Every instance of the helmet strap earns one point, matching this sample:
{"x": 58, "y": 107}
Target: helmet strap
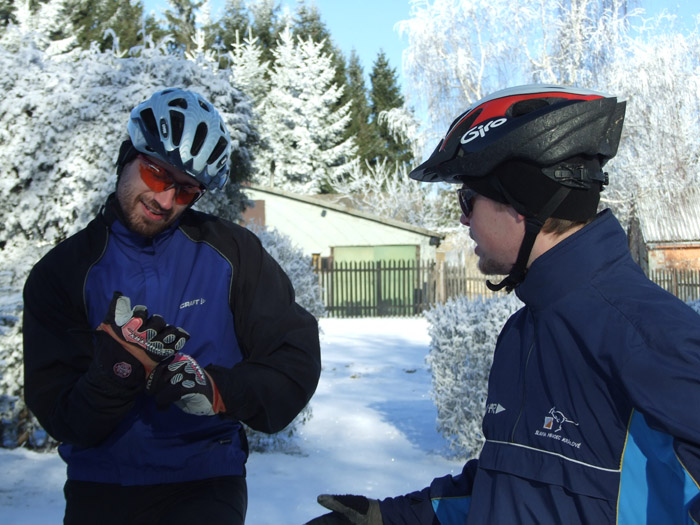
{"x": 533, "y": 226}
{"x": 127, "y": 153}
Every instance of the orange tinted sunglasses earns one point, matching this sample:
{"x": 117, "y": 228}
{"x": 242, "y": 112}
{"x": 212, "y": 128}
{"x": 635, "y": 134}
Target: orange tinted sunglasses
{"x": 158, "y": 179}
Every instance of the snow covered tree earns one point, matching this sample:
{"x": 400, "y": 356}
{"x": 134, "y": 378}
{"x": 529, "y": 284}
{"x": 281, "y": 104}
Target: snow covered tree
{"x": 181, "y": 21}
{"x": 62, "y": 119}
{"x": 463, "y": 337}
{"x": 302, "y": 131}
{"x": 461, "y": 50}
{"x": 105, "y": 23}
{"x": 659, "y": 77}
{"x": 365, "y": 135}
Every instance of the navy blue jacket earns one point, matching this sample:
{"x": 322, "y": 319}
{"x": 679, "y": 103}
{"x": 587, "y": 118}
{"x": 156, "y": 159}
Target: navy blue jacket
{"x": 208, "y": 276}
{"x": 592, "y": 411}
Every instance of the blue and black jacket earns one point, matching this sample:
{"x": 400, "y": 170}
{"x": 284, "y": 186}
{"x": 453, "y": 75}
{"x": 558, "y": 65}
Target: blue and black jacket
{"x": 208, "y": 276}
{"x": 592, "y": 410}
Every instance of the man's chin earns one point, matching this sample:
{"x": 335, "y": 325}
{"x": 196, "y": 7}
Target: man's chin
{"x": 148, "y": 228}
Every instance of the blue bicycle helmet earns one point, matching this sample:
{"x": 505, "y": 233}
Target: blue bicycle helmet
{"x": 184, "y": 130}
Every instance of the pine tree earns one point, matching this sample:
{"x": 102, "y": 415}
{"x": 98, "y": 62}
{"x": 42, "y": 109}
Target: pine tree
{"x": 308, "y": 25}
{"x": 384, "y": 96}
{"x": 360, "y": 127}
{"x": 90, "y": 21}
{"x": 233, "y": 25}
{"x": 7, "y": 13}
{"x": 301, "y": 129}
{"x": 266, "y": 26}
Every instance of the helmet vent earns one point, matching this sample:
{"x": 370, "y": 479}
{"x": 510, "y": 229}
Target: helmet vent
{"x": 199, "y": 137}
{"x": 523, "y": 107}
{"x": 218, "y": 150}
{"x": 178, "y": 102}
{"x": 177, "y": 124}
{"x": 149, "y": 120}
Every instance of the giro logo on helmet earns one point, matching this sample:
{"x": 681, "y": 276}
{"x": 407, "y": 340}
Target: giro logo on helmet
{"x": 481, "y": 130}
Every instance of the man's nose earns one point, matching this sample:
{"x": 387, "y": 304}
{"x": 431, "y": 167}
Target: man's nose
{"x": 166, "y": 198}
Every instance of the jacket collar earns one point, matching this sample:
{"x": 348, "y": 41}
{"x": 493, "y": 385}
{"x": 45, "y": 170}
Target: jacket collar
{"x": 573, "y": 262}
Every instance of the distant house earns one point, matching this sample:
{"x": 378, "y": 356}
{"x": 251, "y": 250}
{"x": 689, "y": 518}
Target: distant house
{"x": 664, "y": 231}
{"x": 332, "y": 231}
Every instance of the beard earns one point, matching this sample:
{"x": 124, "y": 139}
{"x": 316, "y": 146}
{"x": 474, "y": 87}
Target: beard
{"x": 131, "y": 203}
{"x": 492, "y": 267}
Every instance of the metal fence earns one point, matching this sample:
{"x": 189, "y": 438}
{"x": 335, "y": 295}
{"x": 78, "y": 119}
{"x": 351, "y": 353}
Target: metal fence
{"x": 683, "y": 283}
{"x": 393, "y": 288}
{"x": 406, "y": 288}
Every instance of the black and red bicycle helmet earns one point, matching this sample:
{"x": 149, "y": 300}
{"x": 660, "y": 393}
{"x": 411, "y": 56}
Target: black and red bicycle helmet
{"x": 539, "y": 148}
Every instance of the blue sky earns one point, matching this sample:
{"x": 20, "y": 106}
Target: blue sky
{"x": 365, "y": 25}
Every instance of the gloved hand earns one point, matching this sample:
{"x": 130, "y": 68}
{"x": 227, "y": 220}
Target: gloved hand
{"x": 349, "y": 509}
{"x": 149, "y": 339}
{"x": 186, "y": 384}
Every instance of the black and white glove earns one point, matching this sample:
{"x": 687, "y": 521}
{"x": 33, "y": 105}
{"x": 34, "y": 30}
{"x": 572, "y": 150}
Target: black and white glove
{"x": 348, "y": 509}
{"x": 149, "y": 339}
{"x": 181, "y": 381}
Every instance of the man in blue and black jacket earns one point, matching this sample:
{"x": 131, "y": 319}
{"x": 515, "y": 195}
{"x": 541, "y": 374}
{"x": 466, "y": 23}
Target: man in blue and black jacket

# [WRITTEN INSTRUCTION]
Reproduce the full material exactly, excluding the pictures.

# [FINAL RESULT]
Every instance of the helmet strap earns one point, matching this sample:
{"x": 58, "y": 107}
Target: helmet strap
{"x": 533, "y": 226}
{"x": 127, "y": 153}
Every instance of the orange tinted sunglasses earns one point, matching this sample:
{"x": 117, "y": 228}
{"x": 242, "y": 112}
{"x": 212, "y": 128}
{"x": 635, "y": 134}
Target: orange tinted sunglasses
{"x": 158, "y": 179}
Every instance of the snow covered tree earns one point, matching this sample:
{"x": 400, "y": 356}
{"x": 134, "y": 378}
{"x": 529, "y": 284}
{"x": 281, "y": 104}
Target: snow covered tree
{"x": 181, "y": 21}
{"x": 62, "y": 119}
{"x": 463, "y": 337}
{"x": 302, "y": 131}
{"x": 461, "y": 50}
{"x": 105, "y": 23}
{"x": 659, "y": 77}
{"x": 365, "y": 135}
Every instance of the navy blue jacket earns one point, matching this sample:
{"x": 322, "y": 319}
{"x": 679, "y": 103}
{"x": 587, "y": 118}
{"x": 156, "y": 159}
Target: navy blue jacket
{"x": 208, "y": 276}
{"x": 592, "y": 411}
Every instance of the blue and black jacket earns one point, matching this sample:
{"x": 400, "y": 170}
{"x": 284, "y": 186}
{"x": 453, "y": 75}
{"x": 558, "y": 65}
Target: blue and black jacket
{"x": 208, "y": 276}
{"x": 592, "y": 410}
Every instance of the man's chin earns one point, matching this sample:
{"x": 335, "y": 325}
{"x": 196, "y": 7}
Target: man's chin
{"x": 148, "y": 228}
Every instance of the blue bicycle helmet earns one point, matching this sample:
{"x": 505, "y": 233}
Target: blue bicycle helmet
{"x": 184, "y": 130}
Every instance of the pine tree earns one point, matching this sample:
{"x": 102, "y": 415}
{"x": 98, "y": 62}
{"x": 42, "y": 109}
Target: pine tree
{"x": 308, "y": 25}
{"x": 384, "y": 96}
{"x": 360, "y": 127}
{"x": 90, "y": 21}
{"x": 233, "y": 25}
{"x": 7, "y": 13}
{"x": 301, "y": 129}
{"x": 266, "y": 26}
Every instance of the helmet vent earns one point, matching this sample:
{"x": 370, "y": 479}
{"x": 510, "y": 229}
Target: helmet vent
{"x": 199, "y": 137}
{"x": 523, "y": 107}
{"x": 218, "y": 150}
{"x": 178, "y": 102}
{"x": 177, "y": 124}
{"x": 149, "y": 120}
Every instance of the giro logo on helmet earns one point, matching this sample:
{"x": 681, "y": 276}
{"x": 407, "y": 340}
Target: giro logo on helmet
{"x": 481, "y": 130}
Every instance of the man's nose earns one point, matching this sample:
{"x": 387, "y": 304}
{"x": 431, "y": 167}
Target: man's nose
{"x": 166, "y": 198}
Every instance of the jacket collar earns one point, matching this sample:
{"x": 348, "y": 41}
{"x": 493, "y": 385}
{"x": 45, "y": 170}
Target: jacket collar
{"x": 573, "y": 262}
Every instance of the distant house earns one point, matching this sample:
{"x": 378, "y": 356}
{"x": 251, "y": 250}
{"x": 689, "y": 518}
Target: distant house
{"x": 664, "y": 231}
{"x": 332, "y": 231}
Every instance of the beard earns one point, matching this sample:
{"x": 124, "y": 139}
{"x": 316, "y": 146}
{"x": 474, "y": 87}
Target: beard
{"x": 131, "y": 203}
{"x": 492, "y": 267}
Every instance of the metal fence earns one point, matching this sample:
{"x": 189, "y": 438}
{"x": 335, "y": 295}
{"x": 78, "y": 119}
{"x": 351, "y": 353}
Target: metal fence
{"x": 683, "y": 283}
{"x": 393, "y": 288}
{"x": 406, "y": 288}
Every instance of the black and red bicycle helmet earns one point, matching this sample:
{"x": 149, "y": 300}
{"x": 660, "y": 393}
{"x": 411, "y": 56}
Target: black and red bicycle helmet
{"x": 539, "y": 148}
Every instance of the blue sky earns one point, matching this sample:
{"x": 20, "y": 106}
Target: blue sky
{"x": 365, "y": 25}
Every instance of the gloved hand earns one point, matching this sample:
{"x": 130, "y": 68}
{"x": 227, "y": 220}
Target: gloved hand
{"x": 349, "y": 509}
{"x": 149, "y": 339}
{"x": 186, "y": 384}
Every instance of the black and white glove earns one point, matching this sample:
{"x": 687, "y": 521}
{"x": 33, "y": 105}
{"x": 34, "y": 30}
{"x": 572, "y": 150}
Target: black and white glove
{"x": 348, "y": 509}
{"x": 149, "y": 339}
{"x": 181, "y": 381}
Every instance of the man in blue and black jacket earns one point, matching this sample:
{"x": 131, "y": 319}
{"x": 515, "y": 195}
{"x": 541, "y": 374}
{"x": 466, "y": 23}
Target: man in blue and black jacket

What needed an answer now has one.